Enunciado a: Transcreva todas as entradas seguintes, linha a linha e sem alterar nada. Deixe as imagens fora da resposta.

As tarifas são um erro para a economia americana e os erros de Donald Trump no mercado global provém da mesma fonte e custam caro! A sua dificuldade em compreender o conceito de criação de valor vai para além de um joguinho maniqueísta em que uns ganham e os outros perdem. Para o presidente norte-americano, bem como para a sua administração, as exportações e importações resumem-se a uma balança comercial que deve estar próxima do zero ou, na melhor das hipóteses, a descair para benefício dos EUA.
Para Trump o mundo é isso mesmo, uma balança. Dois pratos. Um peso e um contrapeso. Todas as relações entre a sua nação e o restante globo devem cair num dos hemisférios. Enquanto há países que são um peso para os EUA, que apresentam uma balança comercial deficitária para as pretensões americanas, os que na linguagem frívola de Trump são os diabólicos “very bad partners”, no outro prato estão os bem-comportados, os contrapesos que apresentam uma balança comercial mais próxima do equilíbrio desejado por Trump, os “very good partners”.
É entre os meandros deste simplismo dicotómico que Donald Trump confunde o lucro da balança comercial com a criação de valor, o que talvez tenha contribuído para a redução dos seus níveis de popularidade. Posto isto, o paralelismo utilizado pelo laureado com um Nobel da Economia, Robert Solow, aquando da tensão comercial entre EUA e Japão nos anos 90, aplica-se ao racional por detrás deste artigo: Solow mostrou-se indignado (ironia) com o défice crónico que tem na balança comercial do seu barbeiro, porque o seu barbeiro nunca lhe tinha comprado nada.

Entradas de dados:

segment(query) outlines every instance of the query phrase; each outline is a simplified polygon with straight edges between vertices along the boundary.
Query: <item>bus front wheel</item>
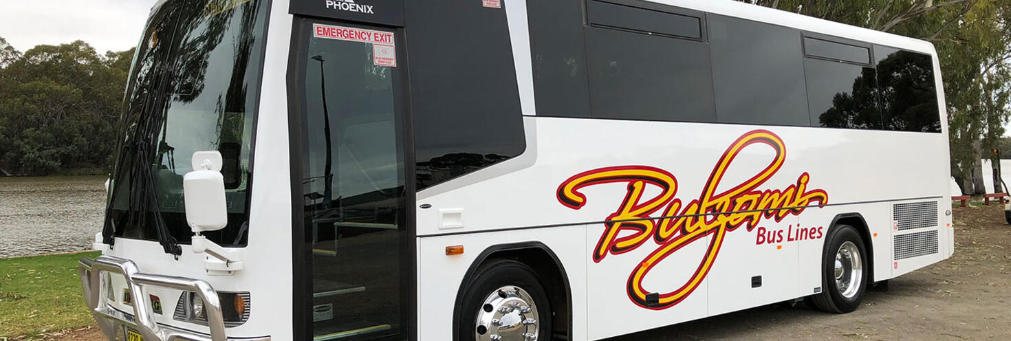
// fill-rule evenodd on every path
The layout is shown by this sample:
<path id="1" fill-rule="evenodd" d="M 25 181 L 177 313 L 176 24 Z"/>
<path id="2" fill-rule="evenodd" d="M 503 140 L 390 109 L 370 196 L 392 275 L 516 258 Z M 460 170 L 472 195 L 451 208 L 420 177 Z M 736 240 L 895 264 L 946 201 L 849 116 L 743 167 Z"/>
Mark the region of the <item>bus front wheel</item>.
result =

Enunciado b: Enumere as pessoas e os países referidos pelo nome no artigo sobre as tarifas.

Resposta a:
segment(query) outlines every instance of the query phrase; each outline is a simplified polygon with straight edges between vertices along the boundary.
Query: <item>bus front wheel</item>
// fill-rule evenodd on every path
The layout is shown by this sample:
<path id="1" fill-rule="evenodd" d="M 25 181 L 177 313 L 176 24 Z"/>
<path id="2" fill-rule="evenodd" d="M 503 140 L 390 109 L 370 196 L 392 275 L 516 258 Z M 460 170 L 472 195 L 451 208 L 420 177 Z M 736 240 L 895 264 L 946 201 L 849 116 L 743 167 Z"/>
Mark the region of the <item>bus front wheel</item>.
result =

Resposta b: Donald Trump, EUA, Robert Solow, Japão